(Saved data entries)
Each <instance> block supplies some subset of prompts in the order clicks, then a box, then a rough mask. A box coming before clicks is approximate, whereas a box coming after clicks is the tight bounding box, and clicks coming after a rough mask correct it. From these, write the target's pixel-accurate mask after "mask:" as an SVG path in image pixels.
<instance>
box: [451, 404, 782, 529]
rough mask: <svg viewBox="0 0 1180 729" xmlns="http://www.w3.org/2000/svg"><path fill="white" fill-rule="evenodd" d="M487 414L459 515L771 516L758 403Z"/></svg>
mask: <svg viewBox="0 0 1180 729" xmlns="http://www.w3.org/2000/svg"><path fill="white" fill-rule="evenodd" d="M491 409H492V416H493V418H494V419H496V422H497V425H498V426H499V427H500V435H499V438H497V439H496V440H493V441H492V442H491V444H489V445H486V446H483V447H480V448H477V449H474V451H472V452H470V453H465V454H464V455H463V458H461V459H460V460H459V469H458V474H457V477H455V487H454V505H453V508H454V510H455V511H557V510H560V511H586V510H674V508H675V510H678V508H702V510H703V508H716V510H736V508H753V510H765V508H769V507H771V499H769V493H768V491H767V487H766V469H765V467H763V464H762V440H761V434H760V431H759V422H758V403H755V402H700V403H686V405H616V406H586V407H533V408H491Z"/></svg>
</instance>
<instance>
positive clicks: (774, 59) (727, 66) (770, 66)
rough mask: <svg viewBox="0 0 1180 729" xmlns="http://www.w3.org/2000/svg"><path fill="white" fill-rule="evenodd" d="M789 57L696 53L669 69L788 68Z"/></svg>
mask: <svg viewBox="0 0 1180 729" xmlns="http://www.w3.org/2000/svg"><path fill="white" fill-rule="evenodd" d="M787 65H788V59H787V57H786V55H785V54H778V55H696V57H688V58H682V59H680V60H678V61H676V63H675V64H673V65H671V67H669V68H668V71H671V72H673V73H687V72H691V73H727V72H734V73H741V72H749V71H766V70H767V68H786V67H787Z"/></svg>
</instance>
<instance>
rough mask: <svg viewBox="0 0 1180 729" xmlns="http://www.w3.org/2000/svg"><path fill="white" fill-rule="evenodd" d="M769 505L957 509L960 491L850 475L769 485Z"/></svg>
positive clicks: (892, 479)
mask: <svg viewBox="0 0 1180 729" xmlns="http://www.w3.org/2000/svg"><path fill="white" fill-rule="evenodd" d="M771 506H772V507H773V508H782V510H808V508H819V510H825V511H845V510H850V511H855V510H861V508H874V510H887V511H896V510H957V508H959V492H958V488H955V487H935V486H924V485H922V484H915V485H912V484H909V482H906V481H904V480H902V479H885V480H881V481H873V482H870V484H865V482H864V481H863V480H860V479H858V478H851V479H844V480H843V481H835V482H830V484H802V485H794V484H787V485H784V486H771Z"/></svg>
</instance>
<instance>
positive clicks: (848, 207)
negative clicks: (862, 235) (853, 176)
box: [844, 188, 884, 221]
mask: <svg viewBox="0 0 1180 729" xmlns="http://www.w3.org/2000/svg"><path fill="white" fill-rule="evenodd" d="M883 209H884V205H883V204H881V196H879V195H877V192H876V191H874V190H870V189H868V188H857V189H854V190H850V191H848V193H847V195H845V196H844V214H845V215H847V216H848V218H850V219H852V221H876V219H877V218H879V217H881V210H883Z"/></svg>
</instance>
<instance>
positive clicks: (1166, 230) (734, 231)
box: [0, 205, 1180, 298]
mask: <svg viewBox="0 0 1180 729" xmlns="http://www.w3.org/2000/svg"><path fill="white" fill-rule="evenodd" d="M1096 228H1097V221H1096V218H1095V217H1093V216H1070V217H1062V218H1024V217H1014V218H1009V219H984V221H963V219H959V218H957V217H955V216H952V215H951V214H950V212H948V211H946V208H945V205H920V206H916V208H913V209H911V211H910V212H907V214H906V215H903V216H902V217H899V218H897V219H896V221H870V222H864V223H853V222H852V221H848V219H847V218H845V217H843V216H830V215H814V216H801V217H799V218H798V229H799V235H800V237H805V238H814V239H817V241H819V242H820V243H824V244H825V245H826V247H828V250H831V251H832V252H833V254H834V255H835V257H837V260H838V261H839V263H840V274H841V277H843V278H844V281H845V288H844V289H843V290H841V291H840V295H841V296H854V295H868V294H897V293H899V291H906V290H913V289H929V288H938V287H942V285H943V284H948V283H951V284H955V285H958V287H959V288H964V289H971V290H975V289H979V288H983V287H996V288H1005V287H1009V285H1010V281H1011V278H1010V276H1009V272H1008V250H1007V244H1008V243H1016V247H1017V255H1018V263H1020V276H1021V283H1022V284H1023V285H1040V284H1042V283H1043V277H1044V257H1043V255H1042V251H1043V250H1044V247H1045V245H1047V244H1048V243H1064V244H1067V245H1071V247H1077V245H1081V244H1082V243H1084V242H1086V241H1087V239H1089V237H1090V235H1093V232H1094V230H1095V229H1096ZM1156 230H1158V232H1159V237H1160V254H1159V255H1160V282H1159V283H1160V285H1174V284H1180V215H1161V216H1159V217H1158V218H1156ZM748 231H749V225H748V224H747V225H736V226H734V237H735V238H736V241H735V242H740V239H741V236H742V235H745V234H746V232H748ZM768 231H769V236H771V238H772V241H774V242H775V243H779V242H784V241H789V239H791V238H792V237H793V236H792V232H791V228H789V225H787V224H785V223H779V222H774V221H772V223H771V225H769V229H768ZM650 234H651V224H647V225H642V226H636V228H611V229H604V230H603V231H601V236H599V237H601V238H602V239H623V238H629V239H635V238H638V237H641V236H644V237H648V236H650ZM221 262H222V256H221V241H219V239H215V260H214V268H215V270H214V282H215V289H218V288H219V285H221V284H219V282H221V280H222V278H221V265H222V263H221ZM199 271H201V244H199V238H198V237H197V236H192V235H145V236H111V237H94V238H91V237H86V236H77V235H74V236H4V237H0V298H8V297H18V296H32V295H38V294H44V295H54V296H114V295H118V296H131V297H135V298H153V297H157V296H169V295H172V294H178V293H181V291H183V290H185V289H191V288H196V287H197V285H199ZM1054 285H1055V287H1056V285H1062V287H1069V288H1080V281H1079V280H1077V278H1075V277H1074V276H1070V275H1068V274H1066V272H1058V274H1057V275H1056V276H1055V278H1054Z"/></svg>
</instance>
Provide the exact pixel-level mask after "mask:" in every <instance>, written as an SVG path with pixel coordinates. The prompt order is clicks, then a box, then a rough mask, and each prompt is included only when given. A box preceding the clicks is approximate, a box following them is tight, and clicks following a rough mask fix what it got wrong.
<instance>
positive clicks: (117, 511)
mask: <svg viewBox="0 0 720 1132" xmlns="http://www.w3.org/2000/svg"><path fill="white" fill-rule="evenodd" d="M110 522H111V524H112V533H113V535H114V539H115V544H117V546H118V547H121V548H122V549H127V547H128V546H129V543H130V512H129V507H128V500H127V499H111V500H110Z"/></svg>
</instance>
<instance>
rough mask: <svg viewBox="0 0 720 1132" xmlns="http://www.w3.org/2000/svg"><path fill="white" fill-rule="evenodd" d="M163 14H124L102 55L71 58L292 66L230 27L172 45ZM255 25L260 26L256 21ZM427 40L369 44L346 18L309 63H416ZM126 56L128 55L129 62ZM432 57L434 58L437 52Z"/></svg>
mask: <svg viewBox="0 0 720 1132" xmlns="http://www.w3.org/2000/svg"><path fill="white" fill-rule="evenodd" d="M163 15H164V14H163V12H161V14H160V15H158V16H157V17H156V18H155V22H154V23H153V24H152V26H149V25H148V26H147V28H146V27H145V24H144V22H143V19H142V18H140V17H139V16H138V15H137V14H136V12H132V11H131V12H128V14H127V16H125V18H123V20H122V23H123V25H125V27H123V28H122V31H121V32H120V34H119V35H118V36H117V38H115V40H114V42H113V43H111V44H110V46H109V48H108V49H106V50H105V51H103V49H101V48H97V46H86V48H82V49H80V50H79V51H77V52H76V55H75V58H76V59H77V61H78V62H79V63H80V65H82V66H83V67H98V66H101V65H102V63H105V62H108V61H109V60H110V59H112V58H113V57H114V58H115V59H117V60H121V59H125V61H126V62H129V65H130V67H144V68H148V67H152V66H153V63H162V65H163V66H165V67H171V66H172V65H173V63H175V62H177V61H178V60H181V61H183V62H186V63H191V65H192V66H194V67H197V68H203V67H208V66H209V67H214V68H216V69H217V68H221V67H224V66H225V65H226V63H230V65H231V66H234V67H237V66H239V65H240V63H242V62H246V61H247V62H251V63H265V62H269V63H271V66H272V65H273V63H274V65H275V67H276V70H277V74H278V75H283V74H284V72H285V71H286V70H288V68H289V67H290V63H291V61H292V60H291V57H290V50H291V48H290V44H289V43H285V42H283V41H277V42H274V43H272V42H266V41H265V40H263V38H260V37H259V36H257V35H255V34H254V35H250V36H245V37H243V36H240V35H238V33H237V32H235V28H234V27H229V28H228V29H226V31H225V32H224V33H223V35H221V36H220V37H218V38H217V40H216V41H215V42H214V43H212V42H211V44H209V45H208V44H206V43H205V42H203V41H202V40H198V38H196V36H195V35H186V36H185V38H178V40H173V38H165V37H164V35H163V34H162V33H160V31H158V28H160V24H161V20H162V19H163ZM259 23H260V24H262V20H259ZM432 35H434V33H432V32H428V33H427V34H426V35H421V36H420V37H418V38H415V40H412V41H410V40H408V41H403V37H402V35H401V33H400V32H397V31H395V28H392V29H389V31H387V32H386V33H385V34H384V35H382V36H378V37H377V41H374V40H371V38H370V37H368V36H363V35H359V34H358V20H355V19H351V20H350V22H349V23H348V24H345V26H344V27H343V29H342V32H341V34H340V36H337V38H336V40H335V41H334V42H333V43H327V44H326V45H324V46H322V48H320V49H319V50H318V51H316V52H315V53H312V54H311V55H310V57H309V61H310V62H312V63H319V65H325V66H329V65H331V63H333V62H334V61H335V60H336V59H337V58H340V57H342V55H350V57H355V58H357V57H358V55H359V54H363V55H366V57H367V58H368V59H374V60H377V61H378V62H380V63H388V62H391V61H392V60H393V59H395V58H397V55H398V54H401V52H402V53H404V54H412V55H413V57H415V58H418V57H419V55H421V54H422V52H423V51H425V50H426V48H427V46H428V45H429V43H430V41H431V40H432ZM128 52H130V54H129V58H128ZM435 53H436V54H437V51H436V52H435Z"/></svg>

● EXERCISE
Across the data, find each line that has "order" in it and copy that line.

● WRITTEN RESPONSE
Each <instance> block supplies some subset of prompts in the order clicks, then a box, then a rough mask. A box coming before clicks is approximate, whereas a box coming after clicks is the tight bounding box, and clicks coming after a rough mask correct it. From these, write the target's pixel-accurate mask after "mask:" as an SVG path in image pixels.
Provide the exact pixel-level mask after "mask:" in every <instance>, written as an SVG path with pixel coordinates. The prompt order is clicks, then a box, then a rough mask, and each prompt is included only when given. A box preceding the clicks is approximate, a box following them is tight, and clicks following a rough mask fix what it got wrong.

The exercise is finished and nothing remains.